■ **THE PROBLEM**: Reproduce the README passage between "Almost a drop-in" and "Clojure and ClojureScript.", inclusive, substituting "Versions" for "Implementations".

■ **TEXT EXTRACT**:
━━━━━━━━━━

Readme — org.replikativ/persistent-sorted-set 0.4.119

Liking cljdoc? Tell your friends :D

A B-tree based persistent sorted set for Clojure/Script.

PersistentSortedSet supports:

transients,
custom comparators,
fast iteration,
efficient slices (iterator over a part of the set),
efficient rseq on slices,
lookup to retrieve actual stored keys,
replace for single-traversal key updates at same logical position,
durable storage with automatic garbage collection via markFreed.

Almost a drop-in replacement for clojure.core/sorted-set, the only difference being this one can’t store nil.

Implementations are provided for Clojure and ClojureScript.

Building

export JAVA8_HOME="/Library/Java/JavaVirtualMachines/jdk1.8.0_202.jdk/Contents/Home"

━━━━━━━━━━

■ **EXCERPTED RECORDS**:
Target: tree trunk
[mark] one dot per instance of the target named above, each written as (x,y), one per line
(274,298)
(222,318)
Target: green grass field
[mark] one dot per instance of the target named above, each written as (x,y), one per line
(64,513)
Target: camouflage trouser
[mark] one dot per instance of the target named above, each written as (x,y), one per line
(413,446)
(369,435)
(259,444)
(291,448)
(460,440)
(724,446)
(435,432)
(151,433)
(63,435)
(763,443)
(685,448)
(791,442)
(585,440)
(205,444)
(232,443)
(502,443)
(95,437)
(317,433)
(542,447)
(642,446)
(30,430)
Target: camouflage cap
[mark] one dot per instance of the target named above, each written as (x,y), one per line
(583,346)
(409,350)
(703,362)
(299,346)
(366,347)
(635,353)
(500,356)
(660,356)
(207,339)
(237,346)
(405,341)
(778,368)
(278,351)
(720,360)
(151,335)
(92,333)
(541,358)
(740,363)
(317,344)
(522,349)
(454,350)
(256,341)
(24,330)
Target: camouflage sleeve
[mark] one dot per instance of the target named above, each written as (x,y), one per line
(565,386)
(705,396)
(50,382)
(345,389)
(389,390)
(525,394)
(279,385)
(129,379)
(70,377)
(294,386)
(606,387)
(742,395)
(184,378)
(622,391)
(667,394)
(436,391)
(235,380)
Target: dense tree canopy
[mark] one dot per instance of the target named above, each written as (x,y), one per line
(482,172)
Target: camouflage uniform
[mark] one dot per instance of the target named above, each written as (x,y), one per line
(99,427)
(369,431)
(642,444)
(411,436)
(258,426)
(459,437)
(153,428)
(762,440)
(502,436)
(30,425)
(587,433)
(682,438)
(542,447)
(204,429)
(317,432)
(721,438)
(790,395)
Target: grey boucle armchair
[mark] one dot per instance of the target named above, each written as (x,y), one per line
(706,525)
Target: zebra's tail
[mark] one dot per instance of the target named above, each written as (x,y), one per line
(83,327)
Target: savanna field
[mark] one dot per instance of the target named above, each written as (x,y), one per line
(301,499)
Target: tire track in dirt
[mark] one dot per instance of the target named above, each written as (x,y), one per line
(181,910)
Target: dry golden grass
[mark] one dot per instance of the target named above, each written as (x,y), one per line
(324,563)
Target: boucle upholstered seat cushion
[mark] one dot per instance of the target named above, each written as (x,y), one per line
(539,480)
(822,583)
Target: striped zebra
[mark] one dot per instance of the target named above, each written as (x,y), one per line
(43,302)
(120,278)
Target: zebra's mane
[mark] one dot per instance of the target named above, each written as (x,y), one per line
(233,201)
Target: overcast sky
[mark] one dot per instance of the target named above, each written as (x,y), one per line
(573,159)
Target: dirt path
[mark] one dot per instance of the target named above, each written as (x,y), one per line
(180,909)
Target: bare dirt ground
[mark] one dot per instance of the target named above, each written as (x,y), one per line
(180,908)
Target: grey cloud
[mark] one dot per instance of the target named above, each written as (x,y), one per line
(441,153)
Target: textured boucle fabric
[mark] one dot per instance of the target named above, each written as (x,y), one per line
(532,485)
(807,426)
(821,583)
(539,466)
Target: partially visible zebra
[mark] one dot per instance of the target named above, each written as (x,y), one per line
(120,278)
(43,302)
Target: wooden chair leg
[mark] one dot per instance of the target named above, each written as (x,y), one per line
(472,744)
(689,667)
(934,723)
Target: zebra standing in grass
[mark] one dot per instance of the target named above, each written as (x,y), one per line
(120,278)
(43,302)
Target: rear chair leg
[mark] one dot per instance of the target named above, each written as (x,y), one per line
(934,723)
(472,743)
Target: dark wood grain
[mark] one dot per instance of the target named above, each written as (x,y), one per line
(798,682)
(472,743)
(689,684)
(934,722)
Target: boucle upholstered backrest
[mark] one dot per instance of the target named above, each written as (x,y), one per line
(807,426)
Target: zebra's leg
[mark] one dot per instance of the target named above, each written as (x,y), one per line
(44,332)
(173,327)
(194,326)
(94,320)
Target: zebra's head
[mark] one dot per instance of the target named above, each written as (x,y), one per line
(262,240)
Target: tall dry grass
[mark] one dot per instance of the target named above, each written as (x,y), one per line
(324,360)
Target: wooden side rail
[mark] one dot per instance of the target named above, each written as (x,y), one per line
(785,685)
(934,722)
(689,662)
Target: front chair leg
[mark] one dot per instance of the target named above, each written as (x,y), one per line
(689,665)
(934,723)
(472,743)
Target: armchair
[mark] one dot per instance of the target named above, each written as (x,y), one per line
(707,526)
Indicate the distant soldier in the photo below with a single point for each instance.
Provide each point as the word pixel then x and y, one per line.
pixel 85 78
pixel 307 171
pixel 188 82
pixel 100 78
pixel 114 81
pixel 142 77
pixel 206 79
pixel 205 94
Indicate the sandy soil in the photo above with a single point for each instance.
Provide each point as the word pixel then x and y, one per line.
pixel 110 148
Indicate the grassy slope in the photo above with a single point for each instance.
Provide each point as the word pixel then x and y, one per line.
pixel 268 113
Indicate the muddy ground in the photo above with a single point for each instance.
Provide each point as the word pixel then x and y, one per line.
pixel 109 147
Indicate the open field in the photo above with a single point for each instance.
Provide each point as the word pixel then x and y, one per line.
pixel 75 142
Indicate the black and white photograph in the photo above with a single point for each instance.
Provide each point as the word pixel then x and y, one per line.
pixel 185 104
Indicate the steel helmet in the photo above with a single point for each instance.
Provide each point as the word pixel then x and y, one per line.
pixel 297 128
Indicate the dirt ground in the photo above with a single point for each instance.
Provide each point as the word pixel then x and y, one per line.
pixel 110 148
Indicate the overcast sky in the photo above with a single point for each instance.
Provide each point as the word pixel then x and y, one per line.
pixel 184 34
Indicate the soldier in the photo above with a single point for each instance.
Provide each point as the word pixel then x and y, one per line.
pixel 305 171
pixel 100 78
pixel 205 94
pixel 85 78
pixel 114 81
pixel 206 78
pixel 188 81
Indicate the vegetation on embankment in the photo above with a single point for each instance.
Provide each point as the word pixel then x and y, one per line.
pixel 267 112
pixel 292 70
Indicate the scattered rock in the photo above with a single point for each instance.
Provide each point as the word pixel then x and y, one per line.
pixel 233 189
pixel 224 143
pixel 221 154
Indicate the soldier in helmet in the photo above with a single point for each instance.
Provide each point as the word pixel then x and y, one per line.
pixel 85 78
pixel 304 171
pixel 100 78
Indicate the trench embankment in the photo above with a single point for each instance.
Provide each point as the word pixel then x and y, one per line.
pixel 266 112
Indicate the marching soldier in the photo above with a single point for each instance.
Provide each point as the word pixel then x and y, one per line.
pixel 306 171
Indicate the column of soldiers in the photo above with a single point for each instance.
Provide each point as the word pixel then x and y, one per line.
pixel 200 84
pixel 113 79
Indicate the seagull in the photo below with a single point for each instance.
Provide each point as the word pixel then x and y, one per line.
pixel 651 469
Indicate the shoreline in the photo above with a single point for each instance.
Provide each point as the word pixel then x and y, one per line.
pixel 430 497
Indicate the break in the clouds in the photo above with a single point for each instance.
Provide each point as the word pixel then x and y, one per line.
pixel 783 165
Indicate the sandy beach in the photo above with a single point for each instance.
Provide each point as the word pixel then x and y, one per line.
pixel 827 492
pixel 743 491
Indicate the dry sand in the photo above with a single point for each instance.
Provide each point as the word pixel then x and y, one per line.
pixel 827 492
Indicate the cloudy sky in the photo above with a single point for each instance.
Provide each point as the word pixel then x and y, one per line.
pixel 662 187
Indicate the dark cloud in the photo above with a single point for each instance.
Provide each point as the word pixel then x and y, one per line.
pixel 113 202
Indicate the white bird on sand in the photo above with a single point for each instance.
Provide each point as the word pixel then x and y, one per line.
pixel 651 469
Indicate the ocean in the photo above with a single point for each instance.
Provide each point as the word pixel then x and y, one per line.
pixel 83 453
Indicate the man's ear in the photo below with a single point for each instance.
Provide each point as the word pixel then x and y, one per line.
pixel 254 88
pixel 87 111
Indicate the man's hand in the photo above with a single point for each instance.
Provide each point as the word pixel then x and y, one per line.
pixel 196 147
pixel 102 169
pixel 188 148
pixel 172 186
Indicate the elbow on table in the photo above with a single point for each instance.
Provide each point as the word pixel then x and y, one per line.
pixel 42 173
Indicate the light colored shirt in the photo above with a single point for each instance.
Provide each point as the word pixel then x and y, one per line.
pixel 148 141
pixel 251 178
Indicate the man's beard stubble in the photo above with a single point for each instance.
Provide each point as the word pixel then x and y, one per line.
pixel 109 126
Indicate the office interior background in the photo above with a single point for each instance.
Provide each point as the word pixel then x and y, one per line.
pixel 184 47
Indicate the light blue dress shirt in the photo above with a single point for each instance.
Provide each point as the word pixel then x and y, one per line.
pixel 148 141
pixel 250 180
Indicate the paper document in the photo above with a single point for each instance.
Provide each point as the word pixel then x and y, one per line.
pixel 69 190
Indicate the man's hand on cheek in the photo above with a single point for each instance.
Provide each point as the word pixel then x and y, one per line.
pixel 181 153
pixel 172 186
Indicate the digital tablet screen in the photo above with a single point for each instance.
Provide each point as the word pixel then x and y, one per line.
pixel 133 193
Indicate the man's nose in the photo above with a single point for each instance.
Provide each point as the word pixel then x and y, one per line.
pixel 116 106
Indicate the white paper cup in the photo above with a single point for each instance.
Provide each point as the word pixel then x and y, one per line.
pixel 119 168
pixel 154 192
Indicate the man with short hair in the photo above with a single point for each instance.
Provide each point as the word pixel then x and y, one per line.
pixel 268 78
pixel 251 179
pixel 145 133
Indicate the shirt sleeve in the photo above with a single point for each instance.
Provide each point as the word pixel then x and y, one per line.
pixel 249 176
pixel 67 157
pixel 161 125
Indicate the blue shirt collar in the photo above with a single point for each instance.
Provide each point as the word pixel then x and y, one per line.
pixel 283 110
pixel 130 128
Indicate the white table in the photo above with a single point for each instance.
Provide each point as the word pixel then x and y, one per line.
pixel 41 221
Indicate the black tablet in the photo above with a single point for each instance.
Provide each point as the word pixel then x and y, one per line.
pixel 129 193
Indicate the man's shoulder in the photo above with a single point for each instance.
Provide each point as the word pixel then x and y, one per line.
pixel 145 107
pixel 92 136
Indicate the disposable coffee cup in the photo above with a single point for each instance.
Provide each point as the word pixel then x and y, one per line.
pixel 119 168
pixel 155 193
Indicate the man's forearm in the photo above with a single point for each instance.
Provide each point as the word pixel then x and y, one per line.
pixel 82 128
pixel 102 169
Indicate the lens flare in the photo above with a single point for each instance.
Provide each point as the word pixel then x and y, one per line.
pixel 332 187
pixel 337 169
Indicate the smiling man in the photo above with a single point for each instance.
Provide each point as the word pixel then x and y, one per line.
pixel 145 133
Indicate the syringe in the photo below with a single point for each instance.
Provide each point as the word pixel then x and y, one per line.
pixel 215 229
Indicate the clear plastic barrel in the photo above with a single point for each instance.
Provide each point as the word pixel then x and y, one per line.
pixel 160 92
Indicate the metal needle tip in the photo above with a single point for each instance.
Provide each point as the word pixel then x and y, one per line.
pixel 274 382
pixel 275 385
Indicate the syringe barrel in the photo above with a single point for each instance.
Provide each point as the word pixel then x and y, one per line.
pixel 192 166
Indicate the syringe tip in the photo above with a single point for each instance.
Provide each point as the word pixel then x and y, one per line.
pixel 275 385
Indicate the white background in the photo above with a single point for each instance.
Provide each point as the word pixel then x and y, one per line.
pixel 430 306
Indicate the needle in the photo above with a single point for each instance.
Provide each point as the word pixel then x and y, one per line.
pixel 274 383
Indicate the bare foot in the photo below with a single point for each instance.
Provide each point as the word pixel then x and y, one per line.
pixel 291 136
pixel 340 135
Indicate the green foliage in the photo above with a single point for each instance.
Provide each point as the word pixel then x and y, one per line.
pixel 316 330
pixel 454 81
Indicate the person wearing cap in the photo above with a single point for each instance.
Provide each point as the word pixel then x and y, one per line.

━━━━━━━━━━

■ **SOLUTION TO THE EXERCISE**:
Almost a drop-in replacement for clojure.core/sorted-set, the only difference being this one can’t store nil.

Versions are provided for Clojure and ClojureScript.